▸ Instructions to follow
Please give a word-for-word repeat of the line containing "Target: parked car" and all lines that come after it in the entries below, ending at the last line.

*** Listed records ***

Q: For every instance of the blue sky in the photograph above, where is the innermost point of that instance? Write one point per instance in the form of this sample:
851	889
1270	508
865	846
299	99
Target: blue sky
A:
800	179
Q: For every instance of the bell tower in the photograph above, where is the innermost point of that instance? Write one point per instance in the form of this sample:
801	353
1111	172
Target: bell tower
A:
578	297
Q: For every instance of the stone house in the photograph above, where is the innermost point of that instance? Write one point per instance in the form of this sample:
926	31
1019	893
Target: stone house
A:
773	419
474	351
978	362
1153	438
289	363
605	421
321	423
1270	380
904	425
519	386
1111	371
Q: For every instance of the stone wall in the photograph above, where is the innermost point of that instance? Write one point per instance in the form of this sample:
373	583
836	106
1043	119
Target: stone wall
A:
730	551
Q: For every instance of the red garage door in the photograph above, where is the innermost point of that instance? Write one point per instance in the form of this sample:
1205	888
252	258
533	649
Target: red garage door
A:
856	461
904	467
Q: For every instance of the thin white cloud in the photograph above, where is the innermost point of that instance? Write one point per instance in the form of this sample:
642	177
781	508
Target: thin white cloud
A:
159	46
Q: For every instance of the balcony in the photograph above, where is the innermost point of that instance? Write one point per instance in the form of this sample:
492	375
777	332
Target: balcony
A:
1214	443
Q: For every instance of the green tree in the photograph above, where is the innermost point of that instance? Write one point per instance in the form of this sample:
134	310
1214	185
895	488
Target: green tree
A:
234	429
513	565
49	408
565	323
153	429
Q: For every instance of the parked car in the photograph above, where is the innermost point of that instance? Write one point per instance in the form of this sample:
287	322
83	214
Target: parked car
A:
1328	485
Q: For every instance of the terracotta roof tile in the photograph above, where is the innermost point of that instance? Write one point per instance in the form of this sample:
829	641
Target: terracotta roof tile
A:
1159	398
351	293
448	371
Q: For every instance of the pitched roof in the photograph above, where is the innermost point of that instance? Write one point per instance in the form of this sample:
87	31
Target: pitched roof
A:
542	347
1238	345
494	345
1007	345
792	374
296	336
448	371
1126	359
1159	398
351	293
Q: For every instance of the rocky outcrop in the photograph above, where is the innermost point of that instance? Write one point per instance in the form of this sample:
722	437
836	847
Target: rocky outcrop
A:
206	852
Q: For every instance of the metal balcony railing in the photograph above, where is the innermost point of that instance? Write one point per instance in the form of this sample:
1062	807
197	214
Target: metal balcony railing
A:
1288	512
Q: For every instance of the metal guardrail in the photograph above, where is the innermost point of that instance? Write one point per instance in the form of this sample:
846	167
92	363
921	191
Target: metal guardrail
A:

*** End of Listed records ***

▸ Written reply
Target: parked car
A:
1328	485
Q: For every instance of the terracotta roof tile in the photograph above, where is the innermost point of that instance? Write one point per instance in the form of this sample:
829	641
Target: terracotta roof tile
A:
1159	398
351	293
448	371
Q: For every instance of the pitched roof in the photograph above, where is the innermost point of that instance? Write one point per instance in the form of this sample:
87	31
Target: pitched roof
A:
542	347
1238	345
494	345
1007	345
792	374
296	336
448	371
1126	359
1159	398
351	293
Q: For every instance of the rocky outcrop in the photograph above, where is the innermost point of that instance? Write one point per instance in the form of this sample:
722	437
836	847
Target: rocky outcrop
A:
206	852
Q: For every instance of the metal balcony railing in the photograph above, where is the innermost point of that instance? Write one point per instance in the form of this sample:
1062	807
197	214
Target: metal balcony railing
A:
1288	512
Q: For every instance of the metal guardrail in the photograph above, where is the innermost point of that instance? Write one point per instance in the form of this sample:
846	167
92	363
921	191
Target: metal guardrail
A:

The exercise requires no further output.